■ Source passage:
Monday, September 27, 2010

Toxins that cause MR traveling from landfills into the blood of children in Uganda

From New Vision in Uganda:

A toxic chemical that causes mental retardation has been found in the blood of school children living near Kiteezi landfill, where Kampala City Council dumps its garbage.

Whereas nearly all the children had some amount of lead in their blood, one fifth had amounts that usually cause mental retardation and irritable behaviour.

Researchers from Makerere and several American universities tested the blood of 165 children between four and eight years and found that 33 had a concentration of 10 micro-grammes per decilitre, which constitutes a condition referred to as Elevated Bloood Lead Level (EBLL).

They chose children from nine schools located 1.5 miles from the dumping site.

Children with EBLL experience unexplained stomachaches, have poor appetite, get angry easily and are hyperactive.

They tend to grow slowly and remain less intelligent than other children their age. In the long run, they may suffer learning disabilities and hearing loss.

In a research paper published in Environmental Health Perspectives, an American-based scientific journal, a panel of eight scientists wrote that the lead originated from the garbage dumping site.

Children are believed to have got it by drinking contaminated water and eating food from crops grown in contaminated soil.

The concentration of lead was higher in children whose homes were closer to the garbage dumping site.

The closer their homes were to the landfill, the higher the amount of lead in their blood.

It was also higher among children from poorer families, who rely more on free water from springs. They had higher amounts of lead in their blood.

“The results of our study are disturbing to say the least and emphasise the importance of effective waste management strategies to curb the prevalence of lead in this population,” said Dr. Leonardo Trasande.

■ Work to complete:
[1] According to the article about lead near the Kiteezi landfill, how many children had their blood tested by the researchers?
[2] Continue the article about lead near the Kiteezi landfill, starting after its final paragraph.

■ Data section:
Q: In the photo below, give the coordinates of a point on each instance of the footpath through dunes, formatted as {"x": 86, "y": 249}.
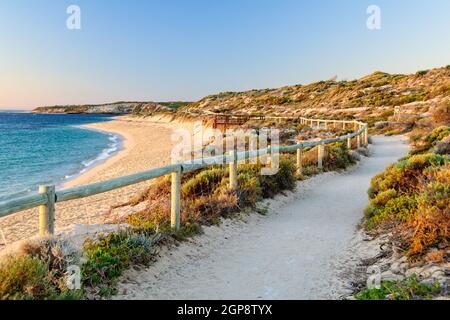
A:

■ Per-task outputs:
[1] 165 children, aged between four and eight years.

[2]
Trasande is an assistant professor of preventive medicine and paediatrics and co-director of the Children’s Environmental Health Centre at Mount Sinai School of Medicine, who headed the research.

“We hope to study this issue further, especially as it relates to the contamination of the water supply.”

Kiteezi landfill is found near Mpererwe, 12km north of Kampala city.
The contaminated water from the landfill oozes into a water stream that runs through several villages before discharging into River Mayanja.
The stream runs adjacent to Gayaza High School.

Dr. Livingstone Makanga, the Kampala City Council medical officer, said they had constructed a water treatment facility at the runoff from the landfill, to make it safer.

He said laboratory tests done by the Ministry of Works had found the water to be free from contaminants. “We are not disputing the research but we would need to further explore the attributes of the research. It may be an incidental finding,” Dr. Makanga said.

The stark truth, however, is that the landfill continues to be a major pollutant partly because it is not operational all the time, and partly because the kind of treatment done cannot remove every pollutant.

An inspection carried out by the National Environment Management Authority in April 2010 indicated that the landfill was still one of the main polluters in and around Kampala.

When NEMA inspectors made a surprise visit, they found that the waste treatment machines had been switched off.
The excuse given by the site managers for switching them off was that it was raining and they feared that the water would cause a short circuit.

They then switched on the machines while NEMA officials were there.
The NEMA officials also found out that the equipment used for covering the garbage with soil had been non-functional for several days.

The inspectors noted that a horrible stench filled the area due to inadequate covering of garbage.

Whereas the researchers did not pinpoint what components of the garbage produce lead, it is an established scientific fact that almost all electronics contain lead.

It is used in batteries, X-rays, solder, printer and computer cables, oxides in glass and ceramics, TVs, phones, calculators and almost all electronic devices. As those items become cheaper and more available, the level of lead pollution increases.

The biggest concern is electronic items do not last long, meaning they quickly find their way to the dumping site, from where they release lead into the environment.

The report notes that there is no system in place to sort electronic waste in Uganda.

Also, although Kiteezi is not supposed to receive hazardous waste, there are no measures in place to prevent the mixing electronic waste with other waste.

Used electronic items are dumped at the site and are also a source of lead poisoning.